> **Task to carry out**: Taking the line with "Target: weeds in grass" as the first and the line with "Target: white cloud" as the last, set down exactly every line in that range from the entries below, and no more.
──────── Record set
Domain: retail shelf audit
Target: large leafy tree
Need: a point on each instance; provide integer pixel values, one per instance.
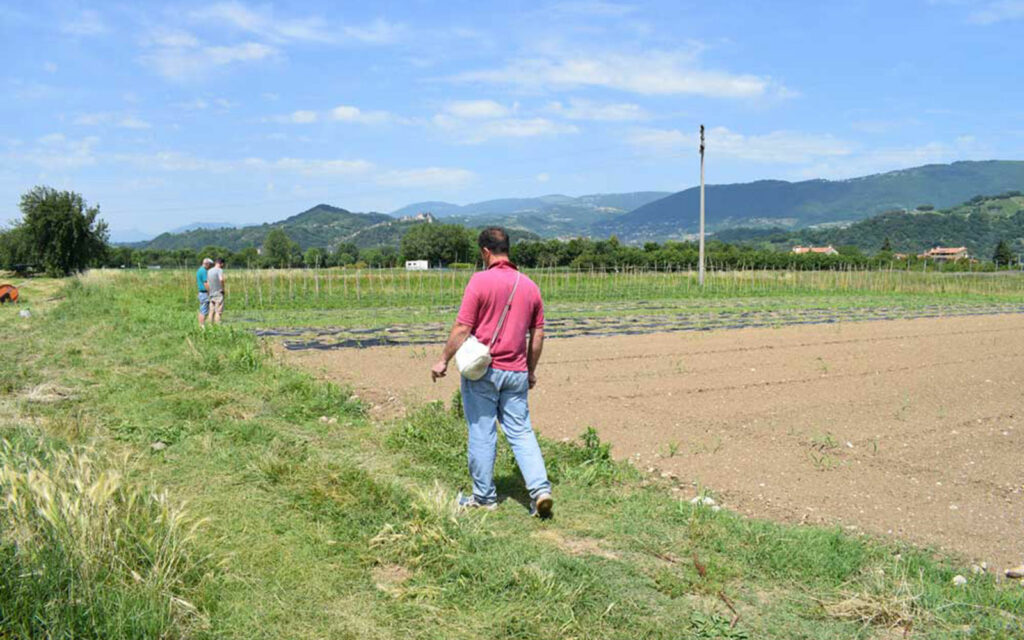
(14, 250)
(279, 249)
(64, 233)
(1003, 255)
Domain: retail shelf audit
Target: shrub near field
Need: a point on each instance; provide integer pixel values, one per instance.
(324, 524)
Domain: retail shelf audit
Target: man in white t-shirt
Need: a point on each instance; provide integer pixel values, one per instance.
(215, 284)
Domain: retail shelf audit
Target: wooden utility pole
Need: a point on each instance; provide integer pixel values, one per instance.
(701, 256)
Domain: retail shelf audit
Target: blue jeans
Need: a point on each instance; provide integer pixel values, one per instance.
(501, 395)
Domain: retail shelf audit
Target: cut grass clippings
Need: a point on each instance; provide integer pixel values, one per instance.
(342, 527)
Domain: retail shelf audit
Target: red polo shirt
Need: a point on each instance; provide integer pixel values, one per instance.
(481, 307)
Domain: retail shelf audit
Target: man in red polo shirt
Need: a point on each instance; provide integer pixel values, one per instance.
(501, 393)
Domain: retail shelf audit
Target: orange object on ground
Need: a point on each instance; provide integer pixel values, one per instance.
(8, 293)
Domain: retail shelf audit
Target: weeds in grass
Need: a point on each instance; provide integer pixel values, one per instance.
(715, 626)
(887, 597)
(672, 449)
(86, 554)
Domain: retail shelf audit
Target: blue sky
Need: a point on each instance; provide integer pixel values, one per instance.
(249, 112)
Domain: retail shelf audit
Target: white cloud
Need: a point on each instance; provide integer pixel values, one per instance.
(586, 110)
(808, 156)
(185, 59)
(131, 122)
(378, 32)
(87, 23)
(109, 118)
(346, 113)
(429, 177)
(774, 147)
(653, 73)
(593, 7)
(998, 11)
(55, 152)
(476, 109)
(196, 104)
(263, 23)
(888, 159)
(302, 117)
(476, 131)
(173, 39)
(316, 167)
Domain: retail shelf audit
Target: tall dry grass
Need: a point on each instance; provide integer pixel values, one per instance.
(86, 554)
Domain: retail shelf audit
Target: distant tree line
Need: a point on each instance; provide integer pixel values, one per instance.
(59, 233)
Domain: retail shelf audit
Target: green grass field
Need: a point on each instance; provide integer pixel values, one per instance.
(383, 297)
(162, 481)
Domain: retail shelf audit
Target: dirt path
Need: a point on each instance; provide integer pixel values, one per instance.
(911, 427)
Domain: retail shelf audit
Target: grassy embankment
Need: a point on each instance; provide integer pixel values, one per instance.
(312, 528)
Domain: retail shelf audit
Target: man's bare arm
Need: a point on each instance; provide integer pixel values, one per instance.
(534, 350)
(456, 338)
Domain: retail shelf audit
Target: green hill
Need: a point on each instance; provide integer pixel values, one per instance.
(323, 225)
(549, 216)
(794, 205)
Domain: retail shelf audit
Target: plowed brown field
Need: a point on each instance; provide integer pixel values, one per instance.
(911, 428)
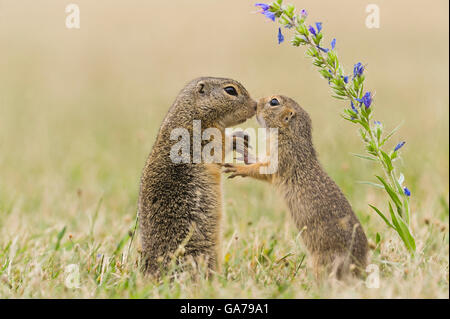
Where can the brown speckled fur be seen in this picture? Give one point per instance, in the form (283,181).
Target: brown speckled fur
(181,204)
(329,228)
────────────────
> **Your solution**:
Target: weeds in grass
Need: a point on each instance; provide integer pixel values, one per instance.
(715, 626)
(887, 597)
(672, 449)
(86, 554)
Domain: retail shelf audit
Target: blue sky
Need: a point on each instance; provide integer pixel values, one per instance.
(249, 112)
Domain: retail shelf audit
Target: white cloud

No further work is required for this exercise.